MATERIAL:
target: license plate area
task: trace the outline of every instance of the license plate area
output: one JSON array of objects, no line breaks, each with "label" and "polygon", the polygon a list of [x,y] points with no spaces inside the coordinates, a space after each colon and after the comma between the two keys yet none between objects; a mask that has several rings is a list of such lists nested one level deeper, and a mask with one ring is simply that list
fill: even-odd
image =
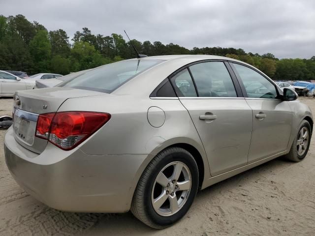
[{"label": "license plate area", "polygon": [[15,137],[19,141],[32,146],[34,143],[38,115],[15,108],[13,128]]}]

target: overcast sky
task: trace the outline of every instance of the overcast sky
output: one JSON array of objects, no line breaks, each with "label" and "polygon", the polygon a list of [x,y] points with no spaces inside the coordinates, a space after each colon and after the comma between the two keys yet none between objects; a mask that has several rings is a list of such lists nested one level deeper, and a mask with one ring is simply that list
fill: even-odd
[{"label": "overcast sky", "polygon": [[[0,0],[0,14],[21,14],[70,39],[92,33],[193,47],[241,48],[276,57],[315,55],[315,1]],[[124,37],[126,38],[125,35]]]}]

...

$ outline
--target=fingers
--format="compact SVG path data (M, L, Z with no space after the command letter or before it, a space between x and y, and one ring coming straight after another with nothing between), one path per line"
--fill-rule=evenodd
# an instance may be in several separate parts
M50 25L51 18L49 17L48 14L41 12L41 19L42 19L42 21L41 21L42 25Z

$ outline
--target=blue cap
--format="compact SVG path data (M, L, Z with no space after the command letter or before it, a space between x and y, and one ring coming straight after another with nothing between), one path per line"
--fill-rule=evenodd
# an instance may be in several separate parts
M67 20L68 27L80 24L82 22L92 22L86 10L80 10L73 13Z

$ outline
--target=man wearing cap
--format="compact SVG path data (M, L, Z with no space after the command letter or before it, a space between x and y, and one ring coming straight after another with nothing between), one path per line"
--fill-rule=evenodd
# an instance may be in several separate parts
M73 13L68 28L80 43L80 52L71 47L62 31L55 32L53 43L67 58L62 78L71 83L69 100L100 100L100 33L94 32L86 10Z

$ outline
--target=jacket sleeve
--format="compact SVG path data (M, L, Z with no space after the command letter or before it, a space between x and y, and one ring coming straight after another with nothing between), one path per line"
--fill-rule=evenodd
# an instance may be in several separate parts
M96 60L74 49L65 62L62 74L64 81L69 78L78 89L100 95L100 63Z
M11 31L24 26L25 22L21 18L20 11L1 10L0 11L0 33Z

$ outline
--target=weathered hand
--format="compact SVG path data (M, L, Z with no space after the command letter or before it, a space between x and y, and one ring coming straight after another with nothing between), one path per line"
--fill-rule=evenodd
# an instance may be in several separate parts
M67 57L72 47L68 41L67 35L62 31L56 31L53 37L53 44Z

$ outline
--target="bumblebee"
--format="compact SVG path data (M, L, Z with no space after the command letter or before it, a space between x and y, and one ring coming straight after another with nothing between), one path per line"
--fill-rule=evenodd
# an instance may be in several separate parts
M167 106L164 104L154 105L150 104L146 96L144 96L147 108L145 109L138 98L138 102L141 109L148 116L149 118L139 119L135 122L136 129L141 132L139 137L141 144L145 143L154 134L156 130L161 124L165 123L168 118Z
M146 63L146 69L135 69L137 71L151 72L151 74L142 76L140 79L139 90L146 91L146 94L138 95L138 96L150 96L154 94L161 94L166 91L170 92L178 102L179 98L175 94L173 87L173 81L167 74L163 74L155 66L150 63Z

WHAT THE EXERCISE ASKS:
Please rewrite everything from the row containing "target: license plate area" down to the row containing "task: trace the outline of every instance of the license", changing "license plate area" to "number plate area" and leaving the rest as it is.

FULL OUTPUT:
target: number plate area
task: trace the outline of every instance of the number plate area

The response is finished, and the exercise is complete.